» GIVEN TASK
Could you return the part of the train capacity post starting with "I caught a later" and going on through "some extra demand.", copied exactly?

The 7.20 train to Manchester

 

I was able to do some more spot checks on the capacity issue on railways to Manchester when going to conference.

I caught a later train than I usually do to go to Manchester. The 7.20 you might have thought would be one of the busiest, getting you into Manchester in good  time for a 10 o clock meeting.  When we left Euston over half the seats in the Standard class carriage and  70% of the seats in the 1st class carriage where I counted   were empty. The proportion empty rose  at Milton Keynes, the first stop on the route, and stayed that way for the rest of the journey. That was despite the Conservative conference which must have  created some extra demand.

The other carriages on the train seemed similarly populated to the ones where I counted. Coming home on the 9.15pm  most seats in Standard were empty, with around 90% of the first class seats empty  in a carriage where I counted.     Tickets were checked both  before getting onto the platform on the way to Manchester, and again on the train  just as we pulled out of Euston. Tickets were not checked on  the way back.

When I try and get on a commuter train at Reading or Wokingham during the morning peak we have a real capacity problem. I went to a reception with the  train operating companies at conference, and talked to them about the priorities I draw from these experiences. We need to boost capacity on popular routes at popular times. The main capacity problems seem to be on commuter routes into major cities.  Once again I did not experience any capacity problem on trains out of Euston,  or back to Euston.

It will be interesting to see if Labour’s reshuffle heralds a change of their view on HS2. The new Shadow Transport Secretary is not such a keen advocate, and I hear the Shadow Treasury team do think they would like to get  their hands on the £50bn in the books for HS2. The fact that it will all be borrowed would not put them off proposing spending it in some different way if they do decide as a matter of Shadow policy to ditch the grand project a Labour government started.

» DATA SHOWN
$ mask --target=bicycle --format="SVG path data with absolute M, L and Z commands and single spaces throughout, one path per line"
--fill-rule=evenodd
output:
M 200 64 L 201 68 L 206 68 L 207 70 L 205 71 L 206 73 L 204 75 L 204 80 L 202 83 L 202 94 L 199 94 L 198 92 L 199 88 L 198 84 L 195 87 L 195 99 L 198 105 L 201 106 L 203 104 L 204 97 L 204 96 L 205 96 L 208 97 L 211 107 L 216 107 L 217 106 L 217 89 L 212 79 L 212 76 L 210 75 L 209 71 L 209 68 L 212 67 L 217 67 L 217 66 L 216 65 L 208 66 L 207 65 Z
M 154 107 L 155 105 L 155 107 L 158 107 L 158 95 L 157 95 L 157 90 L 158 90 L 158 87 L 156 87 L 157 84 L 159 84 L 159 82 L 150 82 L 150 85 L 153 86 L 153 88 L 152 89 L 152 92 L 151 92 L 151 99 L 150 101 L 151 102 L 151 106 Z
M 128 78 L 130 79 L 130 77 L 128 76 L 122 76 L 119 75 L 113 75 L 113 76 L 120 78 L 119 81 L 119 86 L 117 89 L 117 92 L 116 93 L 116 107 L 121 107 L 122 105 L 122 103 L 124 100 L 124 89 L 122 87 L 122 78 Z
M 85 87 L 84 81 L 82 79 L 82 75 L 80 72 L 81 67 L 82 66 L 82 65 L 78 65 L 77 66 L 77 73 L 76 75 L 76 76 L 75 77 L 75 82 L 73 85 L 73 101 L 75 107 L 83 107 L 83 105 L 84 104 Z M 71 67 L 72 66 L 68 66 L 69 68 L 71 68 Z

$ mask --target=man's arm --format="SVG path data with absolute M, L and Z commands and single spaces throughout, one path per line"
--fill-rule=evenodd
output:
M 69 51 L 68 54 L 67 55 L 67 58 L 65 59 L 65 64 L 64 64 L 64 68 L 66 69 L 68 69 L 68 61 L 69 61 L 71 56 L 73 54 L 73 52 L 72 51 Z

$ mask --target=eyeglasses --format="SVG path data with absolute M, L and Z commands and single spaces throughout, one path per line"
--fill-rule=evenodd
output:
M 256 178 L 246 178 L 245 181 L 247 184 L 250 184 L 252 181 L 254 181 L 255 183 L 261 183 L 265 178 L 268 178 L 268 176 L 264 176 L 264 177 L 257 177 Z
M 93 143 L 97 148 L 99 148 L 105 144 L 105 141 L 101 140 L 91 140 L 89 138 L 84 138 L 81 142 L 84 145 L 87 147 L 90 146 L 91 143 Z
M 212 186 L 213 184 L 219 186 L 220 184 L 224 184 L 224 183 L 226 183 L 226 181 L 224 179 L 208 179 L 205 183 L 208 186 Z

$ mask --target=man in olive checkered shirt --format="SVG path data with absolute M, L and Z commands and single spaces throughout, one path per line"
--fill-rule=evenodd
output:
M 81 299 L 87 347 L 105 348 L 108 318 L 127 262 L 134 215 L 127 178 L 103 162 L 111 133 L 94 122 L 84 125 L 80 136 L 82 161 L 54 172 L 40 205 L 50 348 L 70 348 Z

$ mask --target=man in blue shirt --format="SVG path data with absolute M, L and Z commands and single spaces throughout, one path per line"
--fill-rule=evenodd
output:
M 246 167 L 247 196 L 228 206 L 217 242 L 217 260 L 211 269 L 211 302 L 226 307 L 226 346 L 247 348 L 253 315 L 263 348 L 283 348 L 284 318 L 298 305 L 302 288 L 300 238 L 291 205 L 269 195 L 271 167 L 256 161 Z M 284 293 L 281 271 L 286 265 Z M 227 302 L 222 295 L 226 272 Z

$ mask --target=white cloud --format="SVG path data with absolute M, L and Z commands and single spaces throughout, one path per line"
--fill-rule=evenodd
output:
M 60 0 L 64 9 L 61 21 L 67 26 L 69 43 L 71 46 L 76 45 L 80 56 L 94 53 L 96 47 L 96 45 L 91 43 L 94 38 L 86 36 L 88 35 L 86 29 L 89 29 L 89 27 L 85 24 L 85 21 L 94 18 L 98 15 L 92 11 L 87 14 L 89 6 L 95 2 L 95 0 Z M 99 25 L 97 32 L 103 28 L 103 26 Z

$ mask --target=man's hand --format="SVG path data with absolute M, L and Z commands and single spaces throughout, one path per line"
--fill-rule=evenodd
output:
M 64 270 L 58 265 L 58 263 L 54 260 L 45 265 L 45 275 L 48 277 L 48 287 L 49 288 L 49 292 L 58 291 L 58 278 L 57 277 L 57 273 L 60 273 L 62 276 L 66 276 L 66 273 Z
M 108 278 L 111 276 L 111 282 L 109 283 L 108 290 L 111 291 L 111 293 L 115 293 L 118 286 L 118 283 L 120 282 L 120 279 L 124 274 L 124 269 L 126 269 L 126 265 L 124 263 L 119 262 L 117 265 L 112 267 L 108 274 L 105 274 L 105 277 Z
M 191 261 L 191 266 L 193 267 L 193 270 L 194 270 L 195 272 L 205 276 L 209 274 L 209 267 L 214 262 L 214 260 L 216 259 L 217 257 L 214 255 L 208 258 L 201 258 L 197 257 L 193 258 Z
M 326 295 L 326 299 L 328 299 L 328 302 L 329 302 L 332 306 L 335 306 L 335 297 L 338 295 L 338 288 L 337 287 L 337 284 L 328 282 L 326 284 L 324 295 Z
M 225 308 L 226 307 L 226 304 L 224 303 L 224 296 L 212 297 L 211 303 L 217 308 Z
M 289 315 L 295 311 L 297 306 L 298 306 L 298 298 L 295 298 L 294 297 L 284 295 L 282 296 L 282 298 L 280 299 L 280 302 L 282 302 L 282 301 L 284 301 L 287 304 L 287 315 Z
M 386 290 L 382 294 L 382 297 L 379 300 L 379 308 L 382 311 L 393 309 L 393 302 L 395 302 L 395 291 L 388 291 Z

» THE OUTPUT
I caught a later train than I usually do to go to Manchester. The 7.20 you might have thought would be one of the busiest, getting you into Manchester in good  time for a 10 o clock meeting.  When we left Euston over half the seats in the Standard class carriage and  70% of the seats in the 1st class carriage where I counted   were empty. The proportion empty rose  at Milton Keynes, the first stop on the route, and stayed that way for the rest of the journey. That was despite the Conservative conference which must have  created some extra demand.